* _Information shown_
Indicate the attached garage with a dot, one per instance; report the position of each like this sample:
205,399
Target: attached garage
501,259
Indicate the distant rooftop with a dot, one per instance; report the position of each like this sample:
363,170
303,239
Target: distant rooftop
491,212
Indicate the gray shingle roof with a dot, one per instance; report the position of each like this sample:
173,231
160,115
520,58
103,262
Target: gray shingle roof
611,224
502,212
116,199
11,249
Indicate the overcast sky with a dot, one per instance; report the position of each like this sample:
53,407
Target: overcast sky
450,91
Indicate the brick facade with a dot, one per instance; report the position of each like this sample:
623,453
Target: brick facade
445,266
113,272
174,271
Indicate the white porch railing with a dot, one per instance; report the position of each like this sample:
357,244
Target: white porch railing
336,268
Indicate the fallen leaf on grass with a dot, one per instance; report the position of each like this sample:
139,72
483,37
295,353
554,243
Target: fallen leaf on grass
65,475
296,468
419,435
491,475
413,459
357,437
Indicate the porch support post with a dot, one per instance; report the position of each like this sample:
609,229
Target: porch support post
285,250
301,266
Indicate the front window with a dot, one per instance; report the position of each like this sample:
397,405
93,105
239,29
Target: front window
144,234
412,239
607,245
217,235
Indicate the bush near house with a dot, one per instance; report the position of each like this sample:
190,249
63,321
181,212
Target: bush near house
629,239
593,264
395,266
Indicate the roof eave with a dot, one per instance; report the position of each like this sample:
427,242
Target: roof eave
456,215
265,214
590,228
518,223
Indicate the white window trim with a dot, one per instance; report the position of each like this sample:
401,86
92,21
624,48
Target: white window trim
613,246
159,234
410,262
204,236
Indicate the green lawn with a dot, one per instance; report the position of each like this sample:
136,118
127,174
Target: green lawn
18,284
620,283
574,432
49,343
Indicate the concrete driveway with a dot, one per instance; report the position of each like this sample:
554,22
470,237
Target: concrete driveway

* _Your instructions_
All of the data needs to be reproduced exactly, with no line missing.

* _Answer area_
Indicate the attached garage with a dot, one per instance; report the position of each like this sample:
205,399
Target: attached garage
501,259
Indicate the distant rooftop with a dot, one per instance; report the position of each like this sample:
363,170
303,239
Target: distant rooftop
491,212
Indicate the gray shingle roof with a dot, one per instance; report the position of each like this sample:
173,231
160,115
520,58
103,262
Target: gray shingle roof
611,224
502,212
116,199
11,249
Indicate the overcast sky with a dot, one per instance; report the position of each like this sample:
53,407
Target: overcast sky
450,91
Indicate the brick facade with a dot, one per instance; report the position of each like this sample:
623,453
Target: brick facade
445,266
113,272
174,271
Indicate the white porch railing with a dot, one per instance; report the position of each like this sample:
357,244
Target: white porch railing
336,268
Indicate the fallen leaf on grass with a dot, one per instance; report the position of each like this sample:
139,72
483,37
295,353
554,243
Target: fallen leaf on grass
65,475
296,468
419,435
491,475
413,459
357,437
Indicate the porch support post with a dot, one per instance; report the position of each like this sample:
609,229
Target: porch support post
285,250
301,266
Indicate the front window with a dot, one per instance; report the position of each like this sample:
397,405
93,105
239,29
Target: front window
144,234
412,239
607,245
217,235
Indicate the bush near house with a dot, one per instance; report the position of each like this sample:
190,249
63,321
181,212
Target: bush near house
629,239
593,264
395,266
Indicate the roof eave with a dot, one per instance; report the position of each like this sample:
427,242
Target: roof eave
456,215
265,214
590,228
518,223
Indicate the white window trim with a dot, one per instance; report the position of each like this sample:
401,86
92,21
624,48
Target: white window trim
613,246
159,234
410,262
204,236
Indicate the green lawn with a dot, one per instance; report the position of each like this sample:
136,118
127,174
Target: green lawn
18,284
620,283
574,432
49,343
Indicate the concrete driveway with a dot, one per instance; report the position of each like this sample:
554,22
470,237
Target: concrete driveway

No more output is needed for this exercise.